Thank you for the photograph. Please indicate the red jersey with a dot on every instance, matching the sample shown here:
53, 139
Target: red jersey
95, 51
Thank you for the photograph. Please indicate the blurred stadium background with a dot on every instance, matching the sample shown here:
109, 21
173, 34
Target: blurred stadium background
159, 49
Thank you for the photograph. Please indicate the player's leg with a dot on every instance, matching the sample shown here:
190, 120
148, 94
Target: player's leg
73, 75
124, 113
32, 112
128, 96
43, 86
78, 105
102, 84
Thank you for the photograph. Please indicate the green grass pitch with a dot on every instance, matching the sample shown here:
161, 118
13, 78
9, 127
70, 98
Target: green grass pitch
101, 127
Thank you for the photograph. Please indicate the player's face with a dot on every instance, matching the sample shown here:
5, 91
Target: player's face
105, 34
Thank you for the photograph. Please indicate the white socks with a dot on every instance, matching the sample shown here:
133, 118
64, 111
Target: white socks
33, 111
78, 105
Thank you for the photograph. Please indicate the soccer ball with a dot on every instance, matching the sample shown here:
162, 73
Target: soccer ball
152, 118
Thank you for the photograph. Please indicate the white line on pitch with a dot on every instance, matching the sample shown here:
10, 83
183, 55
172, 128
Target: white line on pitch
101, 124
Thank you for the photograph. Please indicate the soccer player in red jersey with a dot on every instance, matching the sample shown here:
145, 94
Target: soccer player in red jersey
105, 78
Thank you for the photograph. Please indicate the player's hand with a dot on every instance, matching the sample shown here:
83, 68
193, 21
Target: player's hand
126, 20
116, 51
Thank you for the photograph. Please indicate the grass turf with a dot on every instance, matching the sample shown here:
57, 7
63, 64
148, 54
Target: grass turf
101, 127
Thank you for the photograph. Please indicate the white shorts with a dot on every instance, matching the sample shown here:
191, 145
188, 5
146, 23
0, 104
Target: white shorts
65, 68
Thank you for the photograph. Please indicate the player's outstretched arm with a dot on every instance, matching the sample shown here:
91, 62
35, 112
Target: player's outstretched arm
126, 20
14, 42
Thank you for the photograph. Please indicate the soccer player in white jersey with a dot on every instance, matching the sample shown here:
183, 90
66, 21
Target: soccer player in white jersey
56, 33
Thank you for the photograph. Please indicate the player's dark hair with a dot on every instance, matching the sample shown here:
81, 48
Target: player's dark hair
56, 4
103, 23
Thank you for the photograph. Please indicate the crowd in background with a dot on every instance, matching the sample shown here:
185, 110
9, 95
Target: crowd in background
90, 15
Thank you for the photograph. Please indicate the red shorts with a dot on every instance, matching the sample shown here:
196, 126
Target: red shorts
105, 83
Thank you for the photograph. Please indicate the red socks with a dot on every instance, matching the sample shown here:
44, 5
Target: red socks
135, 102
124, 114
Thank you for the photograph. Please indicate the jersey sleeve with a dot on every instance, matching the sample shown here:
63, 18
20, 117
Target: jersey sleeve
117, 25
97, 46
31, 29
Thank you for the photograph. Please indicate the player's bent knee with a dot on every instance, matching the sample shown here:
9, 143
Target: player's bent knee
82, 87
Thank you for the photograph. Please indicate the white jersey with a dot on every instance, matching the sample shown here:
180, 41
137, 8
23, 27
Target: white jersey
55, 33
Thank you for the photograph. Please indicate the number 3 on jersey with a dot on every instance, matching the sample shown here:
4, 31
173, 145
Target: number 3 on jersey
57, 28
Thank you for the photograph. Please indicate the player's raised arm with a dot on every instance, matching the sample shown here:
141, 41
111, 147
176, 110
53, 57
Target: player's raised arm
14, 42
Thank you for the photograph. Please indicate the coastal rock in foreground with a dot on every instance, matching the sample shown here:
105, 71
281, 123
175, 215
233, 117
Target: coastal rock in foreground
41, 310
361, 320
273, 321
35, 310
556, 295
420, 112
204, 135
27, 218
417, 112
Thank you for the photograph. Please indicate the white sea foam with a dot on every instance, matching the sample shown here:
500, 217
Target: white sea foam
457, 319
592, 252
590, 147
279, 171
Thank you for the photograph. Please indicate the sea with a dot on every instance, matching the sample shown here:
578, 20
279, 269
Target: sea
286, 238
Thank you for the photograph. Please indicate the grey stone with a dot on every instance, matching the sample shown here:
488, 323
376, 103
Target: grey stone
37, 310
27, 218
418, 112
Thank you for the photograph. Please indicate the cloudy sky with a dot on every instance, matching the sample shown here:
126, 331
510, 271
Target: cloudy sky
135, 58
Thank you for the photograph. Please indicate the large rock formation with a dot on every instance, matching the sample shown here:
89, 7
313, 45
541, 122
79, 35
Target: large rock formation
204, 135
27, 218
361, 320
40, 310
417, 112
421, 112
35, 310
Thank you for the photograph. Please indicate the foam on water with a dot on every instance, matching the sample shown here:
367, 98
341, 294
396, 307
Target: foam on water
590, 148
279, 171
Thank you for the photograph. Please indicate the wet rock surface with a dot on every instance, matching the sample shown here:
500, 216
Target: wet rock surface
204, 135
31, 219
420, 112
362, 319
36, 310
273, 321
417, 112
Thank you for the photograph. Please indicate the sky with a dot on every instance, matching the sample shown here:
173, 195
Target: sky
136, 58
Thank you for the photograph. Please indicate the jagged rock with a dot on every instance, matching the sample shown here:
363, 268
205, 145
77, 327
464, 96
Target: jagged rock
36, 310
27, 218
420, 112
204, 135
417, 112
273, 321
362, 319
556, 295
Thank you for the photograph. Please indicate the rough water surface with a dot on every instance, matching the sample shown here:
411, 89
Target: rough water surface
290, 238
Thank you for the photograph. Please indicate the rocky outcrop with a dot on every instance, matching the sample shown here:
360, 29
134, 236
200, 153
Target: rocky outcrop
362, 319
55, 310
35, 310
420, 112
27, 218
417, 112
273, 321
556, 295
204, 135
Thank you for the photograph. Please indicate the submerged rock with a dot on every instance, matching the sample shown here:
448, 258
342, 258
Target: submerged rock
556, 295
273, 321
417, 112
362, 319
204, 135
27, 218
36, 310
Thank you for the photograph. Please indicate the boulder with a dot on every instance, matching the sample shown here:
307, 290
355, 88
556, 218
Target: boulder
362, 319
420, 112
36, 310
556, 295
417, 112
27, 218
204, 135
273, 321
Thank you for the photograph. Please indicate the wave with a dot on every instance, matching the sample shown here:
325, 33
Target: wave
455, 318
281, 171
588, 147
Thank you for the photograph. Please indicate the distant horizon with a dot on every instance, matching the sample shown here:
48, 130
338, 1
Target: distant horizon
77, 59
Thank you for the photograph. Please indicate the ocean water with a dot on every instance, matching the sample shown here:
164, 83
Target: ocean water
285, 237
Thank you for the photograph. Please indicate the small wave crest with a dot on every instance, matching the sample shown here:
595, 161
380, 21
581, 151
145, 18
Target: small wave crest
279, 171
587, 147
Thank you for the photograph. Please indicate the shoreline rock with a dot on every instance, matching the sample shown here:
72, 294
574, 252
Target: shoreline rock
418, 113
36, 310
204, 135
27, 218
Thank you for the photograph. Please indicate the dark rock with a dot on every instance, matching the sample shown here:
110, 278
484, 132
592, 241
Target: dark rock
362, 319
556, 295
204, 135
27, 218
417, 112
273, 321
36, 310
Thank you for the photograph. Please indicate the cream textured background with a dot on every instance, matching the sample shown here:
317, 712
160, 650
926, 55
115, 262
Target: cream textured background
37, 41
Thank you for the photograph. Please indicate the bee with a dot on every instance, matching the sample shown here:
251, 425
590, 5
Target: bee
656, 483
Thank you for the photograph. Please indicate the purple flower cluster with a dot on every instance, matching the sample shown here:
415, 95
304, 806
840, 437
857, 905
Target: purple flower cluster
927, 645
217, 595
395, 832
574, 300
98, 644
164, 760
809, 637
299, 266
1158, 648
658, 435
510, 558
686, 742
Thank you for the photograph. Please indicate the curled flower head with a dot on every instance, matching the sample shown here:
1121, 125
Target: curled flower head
= = = =
Retype, exactly and only, the lines running from the one with "Thank you for the photograph. Please indicate the ocean" through the final line of the listing above.

◆ Answer to the problem ◆
Thank you for the photograph. Please indicate the ocean water with a dot on every instance, matching the sample shown here:
164, 83
Target: ocean water
285, 237
Thank you for the photograph. Please indicate the small wave crest with a dot on every instance, matching the sample shown here:
595, 161
380, 21
581, 151
145, 18
Target: small wave crest
279, 171
587, 147
Thank you for the photograph. Please indicate the shoreline rock with a dot on every instance, matching the sample shown here:
72, 294
574, 252
Target: shoreline rock
418, 113
36, 310
204, 135
27, 218
Thank you for the photograph. Please indicate the dark rock with a dot on every instance, matching the sample shown here:
110, 278
484, 132
592, 241
Target: dark rock
362, 319
556, 295
204, 135
27, 218
417, 112
273, 321
36, 310
Thank you for the photograph. Please indicate the cream textured background with a dot on every instance, matching the sample shown here:
317, 712
160, 650
926, 55
115, 262
Target: cream textured background
37, 41
Thank you for the photograph. Please indicate the bee with a dot on every instance, matching the sample shown here:
251, 425
590, 5
Target: bee
656, 483
Thank you for the photograph. Please indicate the purple flower cluster with a dot on every instance, matching the sample shown here:
415, 95
304, 806
840, 437
857, 905
Target: purple flower cluster
927, 645
217, 595
395, 832
574, 300
98, 644
164, 760
809, 637
299, 266
1158, 648
658, 435
510, 558
686, 742
Thank you for the photograph. Please indicate the curled flower head with a dot on every instance, matching the sample shown here:
1121, 125
Target: curled flower head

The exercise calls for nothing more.